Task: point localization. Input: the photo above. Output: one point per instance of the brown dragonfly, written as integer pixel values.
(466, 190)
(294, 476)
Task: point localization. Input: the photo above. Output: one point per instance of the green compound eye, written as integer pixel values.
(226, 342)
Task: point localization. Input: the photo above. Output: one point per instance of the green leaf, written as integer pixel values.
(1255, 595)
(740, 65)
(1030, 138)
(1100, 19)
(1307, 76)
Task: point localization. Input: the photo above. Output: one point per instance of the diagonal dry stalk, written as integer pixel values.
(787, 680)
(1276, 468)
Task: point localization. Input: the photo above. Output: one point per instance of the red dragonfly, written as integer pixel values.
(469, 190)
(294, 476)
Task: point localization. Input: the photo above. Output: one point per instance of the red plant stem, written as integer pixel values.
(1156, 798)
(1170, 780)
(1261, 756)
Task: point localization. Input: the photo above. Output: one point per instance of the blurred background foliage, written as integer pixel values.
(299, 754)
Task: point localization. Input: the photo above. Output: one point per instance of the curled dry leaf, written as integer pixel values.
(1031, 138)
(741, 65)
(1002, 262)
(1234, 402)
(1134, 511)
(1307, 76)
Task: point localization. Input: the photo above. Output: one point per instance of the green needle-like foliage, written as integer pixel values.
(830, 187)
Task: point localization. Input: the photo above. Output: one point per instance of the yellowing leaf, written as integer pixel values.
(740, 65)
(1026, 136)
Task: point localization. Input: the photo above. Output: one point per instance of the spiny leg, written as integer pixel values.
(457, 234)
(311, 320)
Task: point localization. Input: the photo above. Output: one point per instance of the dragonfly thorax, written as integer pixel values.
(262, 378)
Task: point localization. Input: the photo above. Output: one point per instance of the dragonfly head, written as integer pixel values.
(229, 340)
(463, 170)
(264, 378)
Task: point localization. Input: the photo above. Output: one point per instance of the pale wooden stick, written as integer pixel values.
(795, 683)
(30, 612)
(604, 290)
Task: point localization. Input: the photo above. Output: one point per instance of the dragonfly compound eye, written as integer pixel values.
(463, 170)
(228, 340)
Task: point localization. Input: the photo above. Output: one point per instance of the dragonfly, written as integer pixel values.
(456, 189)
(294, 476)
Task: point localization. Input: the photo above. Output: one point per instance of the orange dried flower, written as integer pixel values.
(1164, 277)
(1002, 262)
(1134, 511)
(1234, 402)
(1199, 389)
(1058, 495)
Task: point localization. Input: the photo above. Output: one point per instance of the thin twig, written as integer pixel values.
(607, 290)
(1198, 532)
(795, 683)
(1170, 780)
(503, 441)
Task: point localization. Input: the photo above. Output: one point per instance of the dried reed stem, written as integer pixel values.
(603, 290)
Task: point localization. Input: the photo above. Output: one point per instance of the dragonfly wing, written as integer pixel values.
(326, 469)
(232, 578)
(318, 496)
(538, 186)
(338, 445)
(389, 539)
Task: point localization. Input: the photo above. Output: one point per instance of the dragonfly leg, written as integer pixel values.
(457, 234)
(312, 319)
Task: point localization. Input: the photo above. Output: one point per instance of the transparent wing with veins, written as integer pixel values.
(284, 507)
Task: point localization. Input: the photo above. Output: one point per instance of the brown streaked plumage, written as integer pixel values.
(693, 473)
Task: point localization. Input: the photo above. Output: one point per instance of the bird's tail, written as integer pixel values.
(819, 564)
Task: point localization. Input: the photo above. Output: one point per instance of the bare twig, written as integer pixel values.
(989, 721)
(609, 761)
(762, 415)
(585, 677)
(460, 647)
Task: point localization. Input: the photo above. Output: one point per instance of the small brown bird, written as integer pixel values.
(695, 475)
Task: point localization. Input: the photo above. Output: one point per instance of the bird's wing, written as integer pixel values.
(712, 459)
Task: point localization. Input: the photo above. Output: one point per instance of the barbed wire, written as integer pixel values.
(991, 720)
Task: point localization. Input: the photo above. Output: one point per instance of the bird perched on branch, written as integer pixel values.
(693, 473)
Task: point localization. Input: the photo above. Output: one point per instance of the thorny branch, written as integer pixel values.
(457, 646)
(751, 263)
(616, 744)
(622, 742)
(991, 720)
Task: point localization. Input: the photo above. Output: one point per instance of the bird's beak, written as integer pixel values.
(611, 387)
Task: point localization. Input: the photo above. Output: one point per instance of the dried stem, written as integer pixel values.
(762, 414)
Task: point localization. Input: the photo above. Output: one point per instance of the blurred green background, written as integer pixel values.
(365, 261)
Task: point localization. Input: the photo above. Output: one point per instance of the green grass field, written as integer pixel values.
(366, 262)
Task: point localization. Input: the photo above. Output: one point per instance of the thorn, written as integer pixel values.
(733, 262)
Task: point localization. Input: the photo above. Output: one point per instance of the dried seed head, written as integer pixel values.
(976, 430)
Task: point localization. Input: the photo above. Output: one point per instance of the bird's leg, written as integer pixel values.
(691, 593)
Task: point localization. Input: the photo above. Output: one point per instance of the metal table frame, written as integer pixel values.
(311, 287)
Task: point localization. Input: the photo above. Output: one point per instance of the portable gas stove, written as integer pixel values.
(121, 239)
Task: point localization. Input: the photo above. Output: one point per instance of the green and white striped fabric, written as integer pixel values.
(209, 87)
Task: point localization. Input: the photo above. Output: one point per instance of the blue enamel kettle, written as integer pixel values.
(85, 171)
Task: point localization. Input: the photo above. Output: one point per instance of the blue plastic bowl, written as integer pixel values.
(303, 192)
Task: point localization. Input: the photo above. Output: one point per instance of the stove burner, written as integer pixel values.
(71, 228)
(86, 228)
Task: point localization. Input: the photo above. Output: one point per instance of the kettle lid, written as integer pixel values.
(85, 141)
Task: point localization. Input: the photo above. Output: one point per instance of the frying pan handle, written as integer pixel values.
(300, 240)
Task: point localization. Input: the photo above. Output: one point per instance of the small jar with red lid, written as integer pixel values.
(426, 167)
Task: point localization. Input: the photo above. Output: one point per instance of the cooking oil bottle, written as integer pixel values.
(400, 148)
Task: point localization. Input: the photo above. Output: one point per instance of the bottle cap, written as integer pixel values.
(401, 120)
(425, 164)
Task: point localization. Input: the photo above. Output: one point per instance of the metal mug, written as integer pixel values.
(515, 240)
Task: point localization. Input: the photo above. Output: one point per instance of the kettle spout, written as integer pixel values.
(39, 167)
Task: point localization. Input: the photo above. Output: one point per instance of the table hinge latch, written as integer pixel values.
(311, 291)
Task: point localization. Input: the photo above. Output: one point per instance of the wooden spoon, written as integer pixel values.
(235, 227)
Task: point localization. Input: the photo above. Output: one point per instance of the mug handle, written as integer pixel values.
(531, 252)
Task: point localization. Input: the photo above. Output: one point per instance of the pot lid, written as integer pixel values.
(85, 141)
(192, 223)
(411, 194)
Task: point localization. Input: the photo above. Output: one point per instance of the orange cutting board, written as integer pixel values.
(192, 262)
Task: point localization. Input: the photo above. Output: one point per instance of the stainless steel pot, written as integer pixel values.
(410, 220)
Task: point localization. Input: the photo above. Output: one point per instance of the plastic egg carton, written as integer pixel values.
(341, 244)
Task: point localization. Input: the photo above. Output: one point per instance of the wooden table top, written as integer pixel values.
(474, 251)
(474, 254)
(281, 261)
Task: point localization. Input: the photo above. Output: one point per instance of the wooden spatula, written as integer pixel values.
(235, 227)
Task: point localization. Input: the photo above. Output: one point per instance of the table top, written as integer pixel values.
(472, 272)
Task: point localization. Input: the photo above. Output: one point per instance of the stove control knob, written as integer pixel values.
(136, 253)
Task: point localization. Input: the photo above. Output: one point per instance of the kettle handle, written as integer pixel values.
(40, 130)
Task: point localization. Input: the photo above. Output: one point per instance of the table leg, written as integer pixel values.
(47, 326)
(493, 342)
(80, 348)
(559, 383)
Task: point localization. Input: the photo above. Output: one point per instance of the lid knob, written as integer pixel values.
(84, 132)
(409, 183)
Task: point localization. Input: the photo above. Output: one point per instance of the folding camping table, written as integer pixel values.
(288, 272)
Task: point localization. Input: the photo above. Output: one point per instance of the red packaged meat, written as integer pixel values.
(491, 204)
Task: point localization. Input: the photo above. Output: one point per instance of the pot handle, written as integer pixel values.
= = = = = = =
Reproduce exactly the line containing "spatula, written as integer pixel values." and every line after it through the end of the records above, and nothing else.

Task: point localization. Input: the photo above. Output: one point per instance of the wooden spatula, written as integer pixel values.
(235, 227)
Task: point localization. Input: the photo above. Output: one point per instance of the table top, written as integer pixel values.
(472, 272)
Task: point localization. Input: the photo above. Output: one point per instance of the stove control knob, written as integer pixel values.
(136, 253)
Task: point localization. Input: the photo above. Output: one point per instance of the kettle handle, written as integer pixel values.
(40, 130)
Task: point localization. Input: the photo above. Output: one point per instance of the table leg, written as integer pixel values.
(47, 326)
(493, 342)
(80, 348)
(559, 383)
Task: point localization. Input: the photo above. Output: one point per instance of the lid knob, written as integer pixel values.
(84, 132)
(409, 183)
Task: point localization. Input: the photo above. Output: one point per instance of the folding camping table, written as integer pixel values.
(288, 272)
Task: point localization. Input: the photo above. Output: one point per instance of the red packaged meat, written as integer pixel values.
(491, 204)
Task: point localization. Input: the photo above. Output: one point per instance of the pot handle, written as integer pixel values.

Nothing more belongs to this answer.